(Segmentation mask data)
_ _ _
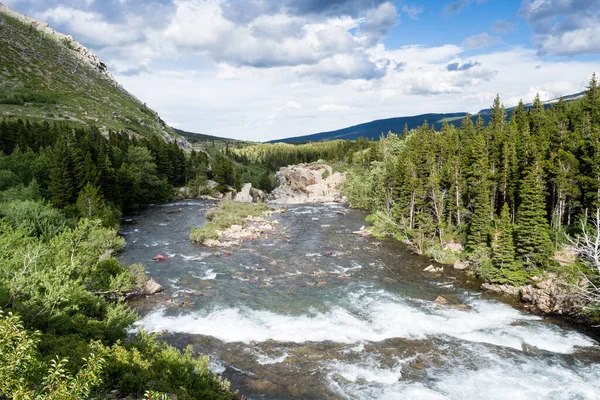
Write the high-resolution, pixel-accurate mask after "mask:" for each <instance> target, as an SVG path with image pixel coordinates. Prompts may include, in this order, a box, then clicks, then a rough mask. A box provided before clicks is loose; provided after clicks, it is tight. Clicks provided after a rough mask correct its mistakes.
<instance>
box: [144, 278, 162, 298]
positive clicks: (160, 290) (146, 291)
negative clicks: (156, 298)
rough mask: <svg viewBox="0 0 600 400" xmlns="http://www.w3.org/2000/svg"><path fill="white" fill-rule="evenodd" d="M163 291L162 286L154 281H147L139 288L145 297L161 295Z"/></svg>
mask: <svg viewBox="0 0 600 400" xmlns="http://www.w3.org/2000/svg"><path fill="white" fill-rule="evenodd" d="M163 290H164V288H163V287H162V285H160V284H159V283H157V282H156V281H155V280H154V279H150V280H148V281H147V282H146V283H144V285H143V286H142V288H141V291H142V292H143V293H144V294H145V295H147V296H151V295H153V294H157V293H161V292H162V291H163Z"/></svg>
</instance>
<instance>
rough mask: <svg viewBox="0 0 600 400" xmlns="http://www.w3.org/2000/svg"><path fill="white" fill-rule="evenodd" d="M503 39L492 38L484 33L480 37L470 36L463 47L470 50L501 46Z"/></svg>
mask: <svg viewBox="0 0 600 400" xmlns="http://www.w3.org/2000/svg"><path fill="white" fill-rule="evenodd" d="M501 43H502V39H500V38H499V37H496V36H491V35H490V34H489V33H487V32H482V33H480V34H479V35H473V36H469V37H468V38H466V39H465V41H464V42H463V46H465V47H467V48H469V49H483V48H485V47H489V46H492V45H495V44H501Z"/></svg>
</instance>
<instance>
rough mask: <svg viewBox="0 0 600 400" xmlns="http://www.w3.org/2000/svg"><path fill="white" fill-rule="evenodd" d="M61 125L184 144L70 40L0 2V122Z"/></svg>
mask: <svg viewBox="0 0 600 400" xmlns="http://www.w3.org/2000/svg"><path fill="white" fill-rule="evenodd" d="M2 118H8V119H16V118H22V119H28V120H33V121H35V120H49V121H66V122H68V123H70V124H73V125H79V126H81V125H84V126H89V125H96V126H97V127H99V128H100V130H101V131H102V132H104V133H106V132H107V131H108V130H109V129H111V130H122V131H125V132H127V133H129V134H133V135H135V136H144V137H149V136H152V135H155V134H157V135H160V136H161V137H163V138H164V139H165V140H167V141H173V140H177V141H178V142H179V143H180V144H184V145H186V142H185V140H184V139H182V138H181V137H180V136H179V135H177V134H176V133H175V132H174V131H173V130H172V129H171V128H170V127H169V126H168V125H167V124H166V123H165V122H164V121H163V120H162V119H161V118H160V117H159V116H158V114H157V113H156V112H154V111H152V110H150V109H149V108H148V107H146V105H145V104H144V103H142V102H141V101H139V100H138V99H136V98H135V97H134V96H133V95H131V94H130V93H128V92H127V91H126V90H125V89H123V87H121V86H120V85H119V84H118V83H117V82H116V81H115V80H114V79H113V77H112V75H111V74H110V73H109V72H108V71H107V69H106V65H104V63H102V62H101V61H100V60H99V59H98V57H96V56H95V55H94V54H92V53H91V52H90V51H89V50H88V49H86V48H85V47H83V46H82V45H80V44H79V43H77V42H75V41H74V40H73V39H72V38H71V37H70V36H66V35H63V34H61V33H59V32H56V31H54V30H53V29H52V28H50V27H49V26H48V25H47V24H45V23H42V22H38V21H36V20H33V19H31V18H29V17H26V16H24V15H22V14H19V13H17V12H14V11H12V10H10V9H9V8H8V7H6V6H4V5H2V4H1V3H0V119H2Z"/></svg>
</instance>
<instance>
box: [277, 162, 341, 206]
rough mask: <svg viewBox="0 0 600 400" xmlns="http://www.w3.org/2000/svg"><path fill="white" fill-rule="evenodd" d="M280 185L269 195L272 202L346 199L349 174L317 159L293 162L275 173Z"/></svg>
mask: <svg viewBox="0 0 600 400" xmlns="http://www.w3.org/2000/svg"><path fill="white" fill-rule="evenodd" d="M275 177H276V179H277V188H276V189H275V190H273V193H271V195H270V196H269V202H270V203H277V204H304V203H344V202H346V200H347V199H346V197H345V196H344V195H343V194H342V184H343V183H344V180H345V179H346V175H345V174H342V173H339V172H333V169H332V168H331V166H329V165H326V164H323V163H322V162H316V163H311V164H298V165H290V166H287V167H283V168H281V169H280V170H279V171H278V172H277V174H276V175H275Z"/></svg>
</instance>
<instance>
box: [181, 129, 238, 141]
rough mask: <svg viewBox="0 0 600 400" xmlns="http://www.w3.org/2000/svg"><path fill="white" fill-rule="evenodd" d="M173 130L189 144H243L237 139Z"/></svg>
_ _ _
▶ _Directions for this task_
Throughout the data, tally the lines that hold the string "clicks" and report the tally alone.

▶ _Result below_
3